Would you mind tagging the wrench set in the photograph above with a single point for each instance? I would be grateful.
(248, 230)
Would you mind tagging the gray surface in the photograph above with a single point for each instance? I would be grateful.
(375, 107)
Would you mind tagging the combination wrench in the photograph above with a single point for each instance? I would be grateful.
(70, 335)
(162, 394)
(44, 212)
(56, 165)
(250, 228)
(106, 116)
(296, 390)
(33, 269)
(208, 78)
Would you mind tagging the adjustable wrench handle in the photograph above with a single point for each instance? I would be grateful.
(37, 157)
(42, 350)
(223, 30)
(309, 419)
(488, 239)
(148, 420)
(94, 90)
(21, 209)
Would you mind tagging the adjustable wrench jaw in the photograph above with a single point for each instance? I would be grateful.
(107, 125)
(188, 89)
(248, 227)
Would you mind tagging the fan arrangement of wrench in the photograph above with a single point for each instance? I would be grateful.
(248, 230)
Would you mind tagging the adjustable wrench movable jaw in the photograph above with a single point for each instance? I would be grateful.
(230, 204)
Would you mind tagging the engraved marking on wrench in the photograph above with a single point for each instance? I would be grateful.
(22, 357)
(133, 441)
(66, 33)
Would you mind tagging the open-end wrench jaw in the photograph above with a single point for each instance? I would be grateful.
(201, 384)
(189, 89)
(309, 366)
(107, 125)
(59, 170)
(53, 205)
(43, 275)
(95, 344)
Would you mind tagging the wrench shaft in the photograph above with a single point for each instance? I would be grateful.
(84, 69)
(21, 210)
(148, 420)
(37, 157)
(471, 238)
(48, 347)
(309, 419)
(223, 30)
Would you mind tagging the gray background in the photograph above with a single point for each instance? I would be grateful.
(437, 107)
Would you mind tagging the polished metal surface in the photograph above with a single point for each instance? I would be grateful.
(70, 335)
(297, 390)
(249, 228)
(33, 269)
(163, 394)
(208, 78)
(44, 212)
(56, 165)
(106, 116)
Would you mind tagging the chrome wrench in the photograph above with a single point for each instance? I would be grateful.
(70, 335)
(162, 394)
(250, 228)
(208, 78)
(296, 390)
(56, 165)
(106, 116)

--------------------------------------------------

Would you retype all of the data exactly as shown?

SOLUTION FOR THIS EXERCISE
Would you mind tagging the wrench set in the photograph above with a single point for each instance? I would be grateful.
(248, 230)
Would you mind tagging the gray surface in the photograph above with a single point for each instance? I would be grateful.
(375, 107)
Would you mind tagging the combination wrench in the photograph above with a single point for each instance? I would be grateful.
(70, 335)
(162, 394)
(44, 212)
(56, 165)
(250, 228)
(106, 116)
(296, 390)
(33, 269)
(208, 78)
Would you mind tagging the adjustable wrench handle in the photograph above with a single point for each instance? I would be grateful.
(37, 157)
(42, 350)
(223, 30)
(309, 419)
(488, 239)
(148, 420)
(94, 90)
(21, 209)
Would you mind tagging the adjustable wrench jaw in the photograph above with a single point for each instance? I would be grateful.
(107, 125)
(188, 89)
(248, 227)
Would you mind tagging the fan arrangement of wrench in the photograph above with a single point for each instance? I would be grateful.
(248, 230)
Would you mind tagging the adjustable wrench movable jaw in the photograph above with a single point for each instance? I would be grateful.
(230, 204)
Would you mind tagging the engraved marking on wrench in the photograph above with a single point for each instance? I would be grateful.
(22, 357)
(133, 441)
(66, 33)
Would you mind tagging the open-end wrench jaw in the photograph above with a single point for each instance? I would be grateful.
(201, 384)
(189, 89)
(309, 366)
(107, 125)
(59, 170)
(53, 205)
(43, 275)
(95, 344)
Would you mind tagging the wrench shaft in the photograph above with a single point for each instance? I would be grateful.
(84, 69)
(21, 210)
(148, 420)
(37, 157)
(471, 238)
(48, 347)
(309, 419)
(223, 30)
Would you mind tagging the gray background in the photograph above with a single point for each instance? I would be grateful.
(437, 107)
Would you mind tagging the polished metal surface in the photograph above with a single point for each instance? I would be grateful.
(70, 335)
(297, 390)
(249, 228)
(33, 269)
(163, 394)
(208, 78)
(44, 212)
(56, 165)
(106, 116)
Would you mind tagging the chrome wrench in the photograph above with a single point for each instance? I would be grateful.
(70, 335)
(162, 394)
(250, 228)
(208, 78)
(296, 390)
(56, 165)
(106, 116)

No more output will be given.